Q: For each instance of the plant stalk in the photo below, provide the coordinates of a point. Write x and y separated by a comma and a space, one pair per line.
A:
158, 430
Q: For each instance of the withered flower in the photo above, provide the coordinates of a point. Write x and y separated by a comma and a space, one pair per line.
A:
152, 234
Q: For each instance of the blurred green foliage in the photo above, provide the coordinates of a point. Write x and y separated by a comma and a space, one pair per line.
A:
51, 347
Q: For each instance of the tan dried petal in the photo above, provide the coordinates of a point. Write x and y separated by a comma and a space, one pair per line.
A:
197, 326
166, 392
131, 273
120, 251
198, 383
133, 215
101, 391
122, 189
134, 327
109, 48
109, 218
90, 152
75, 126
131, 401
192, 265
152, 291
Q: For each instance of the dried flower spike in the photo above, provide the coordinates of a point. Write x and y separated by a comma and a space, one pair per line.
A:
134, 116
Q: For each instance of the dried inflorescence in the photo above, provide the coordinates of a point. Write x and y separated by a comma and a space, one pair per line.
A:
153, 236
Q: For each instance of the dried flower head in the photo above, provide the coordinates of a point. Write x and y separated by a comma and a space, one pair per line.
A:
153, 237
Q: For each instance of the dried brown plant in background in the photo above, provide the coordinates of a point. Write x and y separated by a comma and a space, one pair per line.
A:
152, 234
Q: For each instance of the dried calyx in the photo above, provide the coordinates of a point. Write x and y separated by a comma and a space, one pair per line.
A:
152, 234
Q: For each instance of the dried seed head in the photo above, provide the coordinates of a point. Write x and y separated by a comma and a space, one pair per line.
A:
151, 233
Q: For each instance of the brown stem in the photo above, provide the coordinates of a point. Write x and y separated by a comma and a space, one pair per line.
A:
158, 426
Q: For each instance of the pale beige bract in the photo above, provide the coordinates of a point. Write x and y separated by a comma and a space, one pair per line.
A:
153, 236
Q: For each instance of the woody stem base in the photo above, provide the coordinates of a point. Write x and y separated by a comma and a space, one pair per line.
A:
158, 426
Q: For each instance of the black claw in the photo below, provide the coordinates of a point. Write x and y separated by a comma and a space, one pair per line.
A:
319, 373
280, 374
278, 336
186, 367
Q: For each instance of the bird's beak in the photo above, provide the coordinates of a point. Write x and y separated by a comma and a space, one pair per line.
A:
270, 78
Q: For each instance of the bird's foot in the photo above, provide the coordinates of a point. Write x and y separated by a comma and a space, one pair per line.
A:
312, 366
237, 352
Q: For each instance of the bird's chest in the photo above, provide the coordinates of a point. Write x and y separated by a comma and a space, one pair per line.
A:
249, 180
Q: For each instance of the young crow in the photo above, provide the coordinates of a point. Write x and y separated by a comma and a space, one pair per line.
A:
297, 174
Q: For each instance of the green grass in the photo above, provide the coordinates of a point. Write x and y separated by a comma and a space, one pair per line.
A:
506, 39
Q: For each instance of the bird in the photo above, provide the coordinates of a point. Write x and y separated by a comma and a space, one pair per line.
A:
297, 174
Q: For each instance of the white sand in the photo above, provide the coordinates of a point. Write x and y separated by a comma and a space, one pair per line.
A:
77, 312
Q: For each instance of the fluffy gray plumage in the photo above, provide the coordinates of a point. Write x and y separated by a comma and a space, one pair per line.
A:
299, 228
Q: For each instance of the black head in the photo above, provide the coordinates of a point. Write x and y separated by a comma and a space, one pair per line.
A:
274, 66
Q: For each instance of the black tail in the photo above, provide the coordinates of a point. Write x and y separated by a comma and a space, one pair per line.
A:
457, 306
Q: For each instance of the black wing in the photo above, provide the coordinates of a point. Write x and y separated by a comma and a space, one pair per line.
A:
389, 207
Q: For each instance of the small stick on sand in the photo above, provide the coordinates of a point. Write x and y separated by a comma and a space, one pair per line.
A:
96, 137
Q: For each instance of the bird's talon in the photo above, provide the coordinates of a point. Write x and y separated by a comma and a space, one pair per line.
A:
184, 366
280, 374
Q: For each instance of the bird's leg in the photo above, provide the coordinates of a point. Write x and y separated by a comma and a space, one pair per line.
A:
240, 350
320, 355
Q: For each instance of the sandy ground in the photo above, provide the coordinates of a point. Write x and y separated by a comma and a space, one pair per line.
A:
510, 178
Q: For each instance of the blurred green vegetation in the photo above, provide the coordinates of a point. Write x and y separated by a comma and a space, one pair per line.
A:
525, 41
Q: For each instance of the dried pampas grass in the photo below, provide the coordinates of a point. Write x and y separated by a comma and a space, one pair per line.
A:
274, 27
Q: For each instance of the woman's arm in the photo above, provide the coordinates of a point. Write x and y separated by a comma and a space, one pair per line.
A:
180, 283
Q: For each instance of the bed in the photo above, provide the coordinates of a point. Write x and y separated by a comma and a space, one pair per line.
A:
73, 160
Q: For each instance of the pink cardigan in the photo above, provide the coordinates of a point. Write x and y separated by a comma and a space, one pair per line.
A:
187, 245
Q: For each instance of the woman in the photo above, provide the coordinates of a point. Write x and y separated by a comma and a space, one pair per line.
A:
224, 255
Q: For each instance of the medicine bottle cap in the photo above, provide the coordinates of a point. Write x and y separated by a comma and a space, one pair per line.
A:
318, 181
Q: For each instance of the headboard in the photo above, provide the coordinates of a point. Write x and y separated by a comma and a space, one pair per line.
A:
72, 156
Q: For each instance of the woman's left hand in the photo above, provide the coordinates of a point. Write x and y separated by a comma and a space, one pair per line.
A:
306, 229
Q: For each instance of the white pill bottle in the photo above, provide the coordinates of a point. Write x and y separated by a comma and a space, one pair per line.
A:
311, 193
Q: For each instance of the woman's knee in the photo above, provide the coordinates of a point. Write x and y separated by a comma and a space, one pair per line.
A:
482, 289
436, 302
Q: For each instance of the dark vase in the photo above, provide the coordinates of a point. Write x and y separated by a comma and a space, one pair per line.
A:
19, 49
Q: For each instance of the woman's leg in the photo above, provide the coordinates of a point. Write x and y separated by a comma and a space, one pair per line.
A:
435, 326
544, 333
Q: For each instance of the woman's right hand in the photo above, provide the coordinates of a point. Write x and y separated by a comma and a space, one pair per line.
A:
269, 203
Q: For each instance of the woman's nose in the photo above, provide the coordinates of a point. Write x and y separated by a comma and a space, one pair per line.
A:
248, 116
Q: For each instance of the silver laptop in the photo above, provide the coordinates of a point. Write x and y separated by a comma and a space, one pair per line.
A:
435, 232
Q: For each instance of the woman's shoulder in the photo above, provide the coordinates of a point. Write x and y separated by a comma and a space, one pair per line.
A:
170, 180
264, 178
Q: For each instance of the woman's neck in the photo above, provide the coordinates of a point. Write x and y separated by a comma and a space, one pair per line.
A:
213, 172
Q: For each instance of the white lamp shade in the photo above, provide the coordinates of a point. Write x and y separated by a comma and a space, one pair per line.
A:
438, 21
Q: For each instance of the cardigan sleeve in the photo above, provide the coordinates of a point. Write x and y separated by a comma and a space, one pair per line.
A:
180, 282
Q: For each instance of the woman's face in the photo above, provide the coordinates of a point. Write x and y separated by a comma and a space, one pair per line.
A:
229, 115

Job
Nothing in the data may differ; print all of it exactly as written.

Final result
Q: For each instance of the plant stalk in the photo below, provide the coordinates of a point. Write x and y separated by a comma and a space, one pair per line.
A:
158, 430
Q: For each instance of the withered flower in the photo above, provide the coordinates of a point. Write x and y separated by a comma and a space, one pair per line.
A:
152, 234
Q: For each instance of the blurred green foliage in the photo above, provide the coordinates of a point. Write x and y separated by a comma and a space, one pair per line.
A:
51, 347
Q: For each instance of the tan dried petal in the photo above, provide the coordinates of a point. Write x and y separated by a comma and a space, one pair per line.
A:
197, 326
166, 392
131, 273
120, 251
198, 383
133, 215
101, 391
122, 189
134, 327
109, 48
109, 218
90, 152
75, 126
131, 401
192, 265
152, 291
Q: For each instance of the dried flower spike in the photo above, provide the coordinates of a point. Write x and y separated by a comma and a space, one pair per line.
A:
134, 116
Q: For each instance of the dried inflorescence in the photo above, provide the coordinates of a point. Write x and y separated by a comma and a space, one pair per line.
A:
153, 236
Q: For each instance of the dried flower head in the photo above, provide the coordinates of a point. Write x and y separated by a comma and a space, one pair per line.
A:
153, 237
Q: For each instance of the dried brown plant in background in the photo above, provide the coordinates of a point. Write x and y separated by a comma and a space, one pair per line.
A:
152, 234
Q: For each instance of the dried calyx in the photo above, provide the coordinates of a point. Write x and y separated by a comma and a space, one pair per line.
A:
152, 234
Q: For each instance of the dried seed head in the photo above, provide the coordinates of a point. Write x and y separated by a comma and a space, one pair per line.
A:
151, 233
Q: For each instance of the brown stem in the photo above, provide the coordinates of a point. Write x and y separated by a comma and a space, one pair per line.
A:
158, 426
Q: For each instance of the pale beige bract in the photo above, provide the coordinates of a point. Write x and y separated by a comma and a space, one pair per line.
A:
153, 236
Q: For each instance of the woody stem base in the photo above, provide the coordinates of a point. Write x and y separated by a comma and a space, one pair per line.
A:
158, 426
Q: For each instance of the black claw in the photo below, provide the coordinates of a point. Write x and y separated by a comma and a space, one pair per line.
A:
319, 373
280, 374
278, 336
186, 367
Q: For each instance of the bird's beak in the photo above, provide the coordinates of a point. Write x and y separated by a comma and a space, one pair per line.
A:
270, 78
Q: For each instance of the bird's foot in the photo above, provide the coordinates of a point. Write x and y separated by a comma and a space, one pair per line.
A:
312, 366
237, 352
Q: For each instance of the bird's chest in the photo above, provide the coordinates of a point. Write x and y separated by a comma and a space, one pair per line.
A:
249, 180
Q: For each instance of the young crow in the photo above, provide the coordinates of a point. Write x and y separated by a comma and a space, one pair per line.
A:
297, 174
Q: For each instance of the green grass in the photo above, provide the coordinates of a point. Write x and y separated by a comma and a space, one pair per line.
A:
506, 39
Q: For each instance of the bird in the photo above, provide the coordinates of a point. Write x and y separated by a comma and a space, one pair per line.
A:
297, 174
Q: For each instance of the white sand in the photo above, provide the coordinates of a point. Write x and y separated by a comma and a space, one pair per line.
A:
77, 312
Q: For each instance of the fluffy gray plumage in the photo above, provide the coordinates of a point. Write x and y separated by a comma and a space, one pair per line.
A:
299, 228
Q: For each instance of the black head in the photo above, provide the coordinates of a point. Write x and y separated by a comma and a space, one pair per line.
A:
274, 66
Q: For each instance of the black tail in the photo above, provide the coordinates of a point. Write x and y separated by a comma and a space, one pair per line.
A:
457, 306
Q: For each instance of the black wing in the photo above, provide the coordinates of a point. Write x and y separated by a comma and a space, one pair per line.
A:
389, 207
Q: For each instance of the small stick on sand in the photo above, provide the coordinates of a point. Write x and y separated by a comma and a space, one pair per line.
A:
96, 137
Q: For each instance of the bird's talon in the photo above, provide the coordinates of a point. Write x and y separated by a comma and a space, one pair per line.
A:
184, 366
280, 374
Q: For each instance of the bird's leg in the photo above, provide the coordinates of a point. Write x and y separated by a comma and a space, one pair per line.
A:
240, 350
320, 355
Q: For each instance of the sandy ground in the photo above, provide the coordinates of a point. Write x and y separated by a comma and a space, one pair per line.
A:
510, 178
Q: For each instance of the blurred green vegetation in the photo above, provide the coordinates of a point. Write x and y separated by a comma and a space, one pair per line.
A:
525, 41
Q: For each instance of the dried pampas grass in the photo below, provide the coordinates of a point. Write x and y separated by a comma and a space, one pair per line.
A:
274, 27
Q: For each instance of the woman's arm in the photo above, provide the coordinates of a point. Write x and y separated by a comma and a space, one pair per line.
A:
180, 283
Q: For each instance of the bed in the photo above, provide the coordinates of a point. Write x and y separated by a comma and a space, one pair per line.
A:
73, 160
Q: For each instance of the pink cardigan in the photo above, provide the coordinates of a point. Write x and y separated by a comma and a space, one pair per line.
A:
187, 245
Q: For each instance of the woman in the photo above, provide the coordinates of a point. Write x and y separated by a comma and a space, one pair per line.
A:
224, 255
Q: For each instance of the medicine bottle cap in the photo above, provide the coordinates of a point. Write x and y separated by a comma and a space, one pair per line.
A:
318, 181
Q: For each instance of the headboard in the photo above, provide the coordinates of a point. Write x and y separated by a comma and a space, one pair per line.
A:
72, 156
Q: For each instance of the woman's left hand in the photo above, provide the coordinates of a point. Write x and y separated by a comma and a space, one pair per line.
A:
306, 229
Q: For each instance of the white pill bottle in the photo above, provide the coordinates of a point. Write x and y separated by a comma and a space, one pair per line.
A:
311, 193
Q: For each instance of the woman's knee in the photo above, provide the coordinates of a point. Write x and y separated by a comma and a space, one pair per line.
A:
482, 289
436, 302
Q: For each instance of the dark vase in the photo above, provide the coordinates of a point. Write x and y separated by a comma and a space, one pair per line.
A:
19, 49
Q: For each instance of the woman's leg in the photo above, provide the coordinates of a point. Write x and y separated by a comma and a space, one pair per line.
A:
435, 326
544, 333
Q: For each instance of the woman's right hand in the photo above, provide the coordinates of a point. Write x and y separated by a comma and a space, one pair per line.
A:
269, 203
Q: For each instance of the woman's nose in the photo above, provide the coordinates of a point. Write x and y separated by a comma and a space, one pair per line.
A:
248, 116
Q: For each instance of the silver laptop in the photo above, provide the coordinates of a point. Write x and y separated by a comma and a space, one pair per line.
A:
435, 232
Q: For each instance of the woman's shoulder in the photo above, provide the coordinates of a point. Write x and y separated by a comma and a space, one pair per line.
A:
170, 180
264, 178
Q: For each instance of the woman's neck in the photo above, provide the coordinates of a point. Write x and y separated by a comma and a space, one pair per line.
A:
213, 172
Q: For each instance of the white lamp shade in the photo above, provide the coordinates of a point. Write x and y separated by a comma and a space, one pair per line.
A:
438, 21
Q: For each instance of the cardigan sleeve in the photo above, provide the coordinates of a point. Write x and y separated by a comma and a space, one pair per line.
A:
180, 282
Q: For each instance of the woman's face in the photo above, provide the coordinates of a point. Write x and y separated by a comma and a space, one pair per line.
A:
229, 115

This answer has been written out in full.